> [What the task asks]: Retype the data below exactly; skip every image.

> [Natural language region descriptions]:
━━━━━━━━━━━━━━━━━━━━━━━━━━━━━━

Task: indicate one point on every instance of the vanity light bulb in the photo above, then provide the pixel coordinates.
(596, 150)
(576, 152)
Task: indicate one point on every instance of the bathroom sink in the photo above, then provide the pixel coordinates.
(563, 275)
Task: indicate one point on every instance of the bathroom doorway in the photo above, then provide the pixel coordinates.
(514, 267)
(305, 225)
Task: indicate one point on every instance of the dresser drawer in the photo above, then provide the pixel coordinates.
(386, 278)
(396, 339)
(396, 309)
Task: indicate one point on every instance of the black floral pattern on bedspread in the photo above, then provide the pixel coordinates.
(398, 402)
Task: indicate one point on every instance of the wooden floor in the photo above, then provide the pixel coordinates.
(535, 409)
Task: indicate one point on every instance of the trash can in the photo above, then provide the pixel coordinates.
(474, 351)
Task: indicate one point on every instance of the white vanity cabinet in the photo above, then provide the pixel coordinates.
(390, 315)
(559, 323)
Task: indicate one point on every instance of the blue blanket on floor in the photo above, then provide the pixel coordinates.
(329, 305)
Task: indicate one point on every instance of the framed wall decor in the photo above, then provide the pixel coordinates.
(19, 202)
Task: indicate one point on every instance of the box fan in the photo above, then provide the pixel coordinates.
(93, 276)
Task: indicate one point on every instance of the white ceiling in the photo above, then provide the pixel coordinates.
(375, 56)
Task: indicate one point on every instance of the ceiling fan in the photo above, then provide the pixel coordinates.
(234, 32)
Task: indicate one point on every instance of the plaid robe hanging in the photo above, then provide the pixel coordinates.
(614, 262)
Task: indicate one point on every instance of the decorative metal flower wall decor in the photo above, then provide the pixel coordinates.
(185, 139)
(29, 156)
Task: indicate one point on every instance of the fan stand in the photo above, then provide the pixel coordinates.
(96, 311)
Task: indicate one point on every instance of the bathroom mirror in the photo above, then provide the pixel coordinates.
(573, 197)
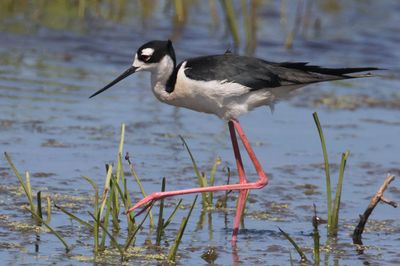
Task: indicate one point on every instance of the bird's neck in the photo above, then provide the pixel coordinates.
(161, 78)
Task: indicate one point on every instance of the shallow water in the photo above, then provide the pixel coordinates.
(48, 68)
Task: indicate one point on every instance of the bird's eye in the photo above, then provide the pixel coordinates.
(145, 58)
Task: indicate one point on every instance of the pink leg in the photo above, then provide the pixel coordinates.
(243, 186)
(242, 180)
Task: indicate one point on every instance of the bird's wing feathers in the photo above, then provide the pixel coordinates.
(258, 74)
(246, 71)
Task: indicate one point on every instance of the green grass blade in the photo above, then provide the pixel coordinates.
(298, 249)
(174, 248)
(107, 216)
(212, 179)
(39, 204)
(316, 237)
(137, 179)
(114, 205)
(201, 180)
(96, 213)
(21, 181)
(328, 178)
(160, 225)
(74, 217)
(106, 188)
(121, 251)
(336, 205)
(132, 236)
(172, 215)
(29, 188)
(48, 219)
(67, 249)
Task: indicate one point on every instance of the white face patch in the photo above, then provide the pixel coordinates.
(148, 52)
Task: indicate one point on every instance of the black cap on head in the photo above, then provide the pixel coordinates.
(161, 48)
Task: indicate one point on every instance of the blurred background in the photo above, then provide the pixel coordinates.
(54, 54)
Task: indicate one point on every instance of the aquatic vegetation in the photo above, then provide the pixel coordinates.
(207, 197)
(106, 208)
(333, 209)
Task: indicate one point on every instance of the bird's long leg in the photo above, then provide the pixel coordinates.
(242, 180)
(243, 187)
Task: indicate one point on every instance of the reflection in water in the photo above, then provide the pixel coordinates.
(72, 47)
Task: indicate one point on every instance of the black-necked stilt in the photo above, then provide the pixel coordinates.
(228, 86)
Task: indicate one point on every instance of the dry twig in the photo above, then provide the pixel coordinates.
(374, 201)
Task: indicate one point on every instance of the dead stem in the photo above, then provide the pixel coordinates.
(374, 201)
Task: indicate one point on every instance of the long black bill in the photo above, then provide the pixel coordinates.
(127, 73)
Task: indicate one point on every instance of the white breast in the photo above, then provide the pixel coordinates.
(225, 99)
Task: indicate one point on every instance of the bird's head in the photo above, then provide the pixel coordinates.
(150, 57)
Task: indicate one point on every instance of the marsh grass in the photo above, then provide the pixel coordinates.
(103, 222)
(332, 208)
(178, 239)
(207, 197)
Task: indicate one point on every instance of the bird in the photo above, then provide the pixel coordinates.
(226, 85)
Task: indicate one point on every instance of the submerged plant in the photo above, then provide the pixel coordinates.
(333, 208)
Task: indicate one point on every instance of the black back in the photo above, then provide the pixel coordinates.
(258, 74)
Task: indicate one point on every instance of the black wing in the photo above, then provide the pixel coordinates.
(258, 74)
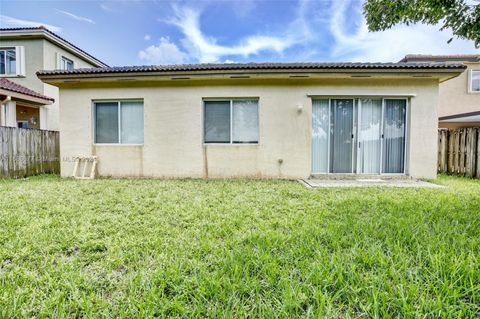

━━━━━━━━━━━━━━━━━━━━━━━━━━━━━━

> [Answer box]:
Task: indicate one point on every instance of the vanity light bulb in the photo above, then provide the pixel coordinates.
(596, 150)
(576, 152)
Task: indicate one point on every instance of the bathroom sink in the photo above, then provide the pixel coordinates.
(563, 275)
Task: indicate one point on every instance of the bathroom doorway in the photo above, then provide the pixel coordinates.
(514, 267)
(305, 225)
Task: indicate one point on every instance of the dresser drawer in the photo above, then provide the pixel coordinates.
(386, 278)
(396, 339)
(396, 309)
Task: indicate one point on every instance of the black floral pattern on bedspread in the photo above, then provide the pixel coordinates.
(398, 402)
Task: indicate one point on every instance of the wooden floor in the photo above, then provide the pixel coordinates.
(535, 409)
Task: indicate one point on every instance of the trash can in the photo above, then provide the pixel coordinates.
(474, 351)
Task: indicate one point on every instance of the white vanity cabinet in the photo above, then provide the pixel coordinates.
(390, 315)
(559, 323)
Task: indicate one point on every instance of the blue blanket on floor in the photo above, then provide the pixel coordinates.
(329, 305)
Task: indicate one point on every instance of the framed wall decor in the photo above, then provide the pixel coordinates.
(19, 202)
Task: indicate one point on every instance of the box fan in the photo above, then provide the pixel coordinates.
(93, 276)
Task: indicate one point on every instance of the white ceiling in the photo above, then provide the pixel coordinates.
(375, 56)
Task: indicate one point on every instance of the ceiling fan in the photo above, then provide the pixel coordinates.
(234, 32)
Task: indicate one point on every instance of the plaid robe hanging in the photo above, then provide the pixel coordinates.
(614, 262)
Task: indicate one point on every instance of the decorative metal flower wall decor in the photo above, then provide the pixel coordinates.
(185, 139)
(29, 156)
Task: indicate one point on every instance of the fan stand in the photo above, then provide the pixel coordinates.
(96, 311)
Task: indicate one point on every instance of the bathroom mirror in the photo above, then provide the pixel coordinates.
(573, 197)
Task: indicate one point on every instance of the bird's neck in the photo above, then provide the pixel coordinates.
(161, 78)
Task: indicate one point on every instance of the shallow water in the photo above, then provide the pixel coordinates.
(48, 68)
Task: indicate one point on every instance of the bird's eye in the photo above, then provide the pixel coordinates.
(145, 58)
Task: indicate one point on every instance of the pink leg in the photo above, then provide the pixel coordinates.
(243, 186)
(242, 180)
Task: indicate one point on every instance of the bird's wing feathers in the photo above, then provide the pixel coordinates.
(258, 74)
(246, 71)
Task: indicate one point on every instance of the green grass blade in the photo above, then provide the pixel coordinates.
(298, 249)
(174, 248)
(107, 216)
(212, 179)
(39, 204)
(316, 237)
(137, 179)
(114, 205)
(201, 180)
(96, 213)
(21, 181)
(328, 178)
(160, 225)
(74, 217)
(106, 188)
(121, 251)
(336, 205)
(132, 236)
(172, 215)
(29, 188)
(48, 219)
(67, 249)
Task: indicate one point on every instance of the white face patch in the photo above, then provide the pixel coordinates.
(148, 52)
Task: indicate one point on every instance of the black cap on head in the photo above, then provide the pixel coordinates.
(161, 48)
Task: indicate one point on every instance of the blurred background in the photo above, then provide the pixel coordinates.
(54, 54)
Task: indicate one point on every instance of the aquatic vegetation in the photo above, then provide the pixel coordinates.
(207, 197)
(106, 208)
(333, 209)
Task: indicate one point on every instance of the bird's long leg in the photo above, then provide the pixel coordinates.
(242, 180)
(243, 187)
Task: indicate one point on every instance of the reflection in water in the photo above, then provide the pixel coordinates.
(72, 47)
Task: indicate one point on every instance of the black-necked stilt in the photo above, then provide the pixel coordinates.
(228, 86)
Task: indicate one point on every instance of the dry twig in the photo above, then provide the pixel coordinates.
(374, 201)
Task: indicate one point on every instance of the dead stem in the photo above, then provide the pixel coordinates.
(374, 201)
Task: indicate one point on every instance of the long black bill in the photo above, then provide the pixel coordinates.
(127, 73)
Task: indicate one point on every instance of the white breast in the photo above, then provide the pixel coordinates.
(225, 99)
Task: indicate one point on every instance of the bird's head in the photo above, then provide the pixel coordinates.
(150, 57)
Task: indicate one point on every instance of the marsh grass in the photo above, then provide the pixel coordinates.
(103, 222)
(332, 208)
(178, 239)
(207, 197)
Task: indicate one point on every instance of the bird in the photo above, then provide the pixel coordinates.
(226, 85)
Task: indicate one point on every instance of the submerged plant in the photo above, then provide the pixel coordinates.
(333, 208)
Task: indicate one point on every instance of the black back in the photo above, then provide the pixel coordinates.
(258, 74)
Task: indicate one point on every instance of the black wing in the photo above, then provide the pixel coordinates.
(258, 74)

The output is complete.